Rows from a dataset

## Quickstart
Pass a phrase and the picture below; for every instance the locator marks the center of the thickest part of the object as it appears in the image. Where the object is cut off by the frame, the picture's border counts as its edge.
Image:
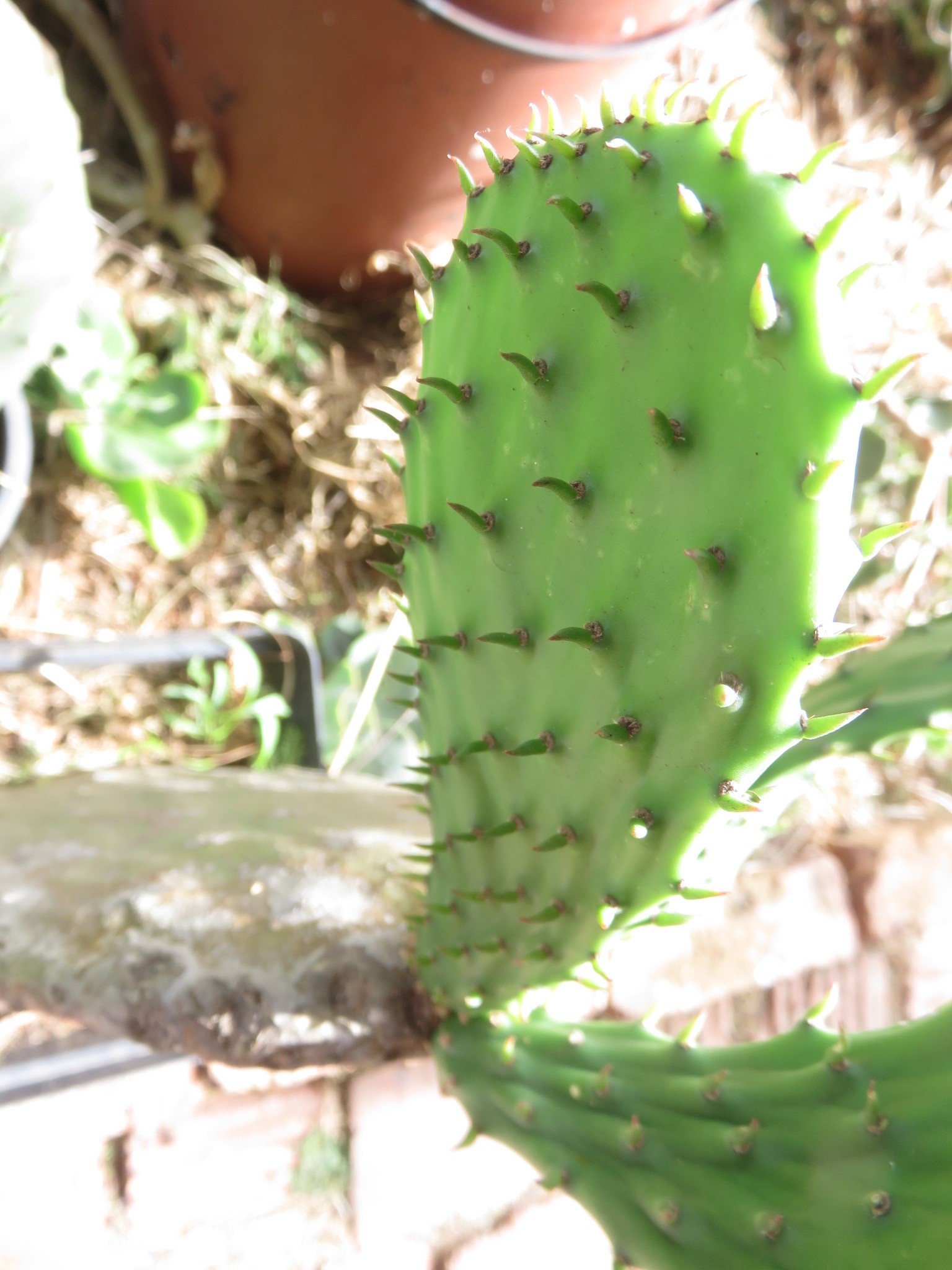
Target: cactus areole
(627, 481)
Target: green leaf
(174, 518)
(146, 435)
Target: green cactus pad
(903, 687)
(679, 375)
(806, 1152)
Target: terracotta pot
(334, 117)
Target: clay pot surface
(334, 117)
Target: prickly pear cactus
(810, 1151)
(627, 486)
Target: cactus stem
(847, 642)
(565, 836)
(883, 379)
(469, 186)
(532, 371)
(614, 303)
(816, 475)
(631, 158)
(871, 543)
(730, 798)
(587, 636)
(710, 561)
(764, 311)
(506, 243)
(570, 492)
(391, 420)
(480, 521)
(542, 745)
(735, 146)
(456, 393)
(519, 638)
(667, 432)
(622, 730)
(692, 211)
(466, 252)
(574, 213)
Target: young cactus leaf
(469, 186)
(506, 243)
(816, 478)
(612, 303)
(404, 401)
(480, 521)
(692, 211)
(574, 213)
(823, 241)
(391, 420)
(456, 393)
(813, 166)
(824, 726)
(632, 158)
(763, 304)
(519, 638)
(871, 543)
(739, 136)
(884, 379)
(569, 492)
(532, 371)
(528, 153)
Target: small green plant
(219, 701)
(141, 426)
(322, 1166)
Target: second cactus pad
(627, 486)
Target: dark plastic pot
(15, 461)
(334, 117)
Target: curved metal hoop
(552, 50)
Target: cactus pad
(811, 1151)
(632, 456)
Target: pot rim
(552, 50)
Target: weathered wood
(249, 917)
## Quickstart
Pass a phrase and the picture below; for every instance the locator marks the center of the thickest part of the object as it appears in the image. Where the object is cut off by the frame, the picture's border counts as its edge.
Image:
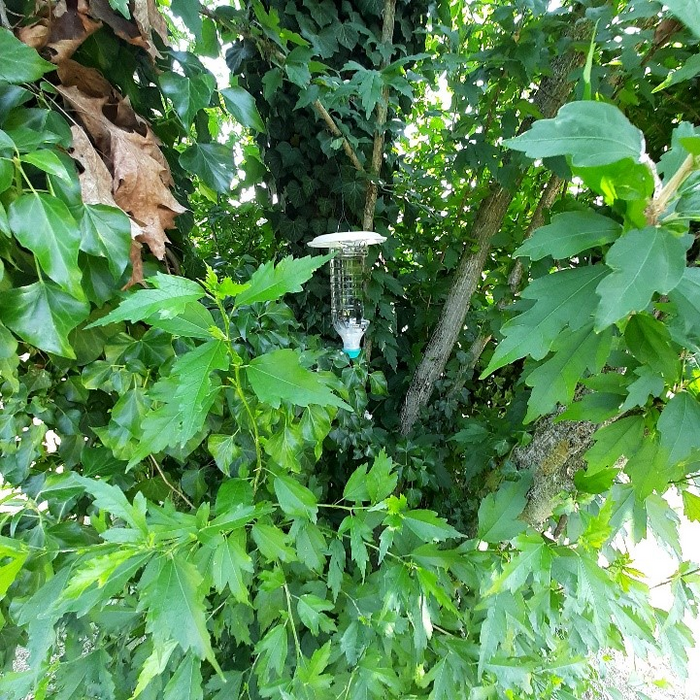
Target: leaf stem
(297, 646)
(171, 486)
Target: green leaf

▸ **Instructions for the task**
Reproduce all of the material with "terracotta pot" swapped for "clay planter" and every other line left unchanged. Leave the pictures out.

▸ **In response**
## Quickstart
Pass a phrase and the picture below; for every instance the locator marks the center of the thickest part of the object as it appears in the image. Where the object is cut off by the frame, the picture's border counts as its edge.
Image:
Target: cactus areole
(627, 481)
Target: green leaf
(174, 518)
(146, 435)
Target: green cactus pad
(903, 687)
(679, 375)
(806, 1152)
Target: clay planter
(334, 117)
Target: clay pot surface
(334, 117)
Target: prickly pear cactus
(810, 1151)
(627, 486)
Target: cactus stem
(847, 642)
(565, 836)
(883, 379)
(469, 186)
(532, 371)
(614, 303)
(816, 475)
(631, 158)
(871, 543)
(730, 798)
(587, 636)
(710, 561)
(764, 311)
(506, 243)
(570, 492)
(391, 420)
(480, 521)
(542, 745)
(735, 146)
(456, 393)
(519, 638)
(667, 432)
(622, 730)
(692, 211)
(466, 252)
(574, 213)
Target: young cactus leaf
(469, 186)
(506, 243)
(816, 478)
(612, 303)
(404, 401)
(480, 521)
(692, 211)
(574, 213)
(823, 241)
(391, 420)
(456, 393)
(813, 166)
(824, 726)
(632, 158)
(763, 304)
(519, 638)
(871, 543)
(739, 136)
(884, 379)
(569, 492)
(532, 371)
(528, 153)
Target: small green plant
(219, 701)
(141, 426)
(322, 1166)
Target: second cactus pad
(627, 486)
Target: dark plastic pot
(15, 461)
(334, 117)
Target: curved metal hoop
(552, 50)
Target: cactus pad
(811, 1151)
(632, 456)
Target: pot rim
(552, 50)
Target: weathered wood
(249, 917)
## Quickstart
Pass a phrase and the picture below; for every instance the locator marks the center of the thickest part of the object as it appears in the image. Where the object is cut off by the frame, the picture's border counts as its edge.
Image:
Target: leaf stem
(297, 646)
(171, 486)
Target: green leaf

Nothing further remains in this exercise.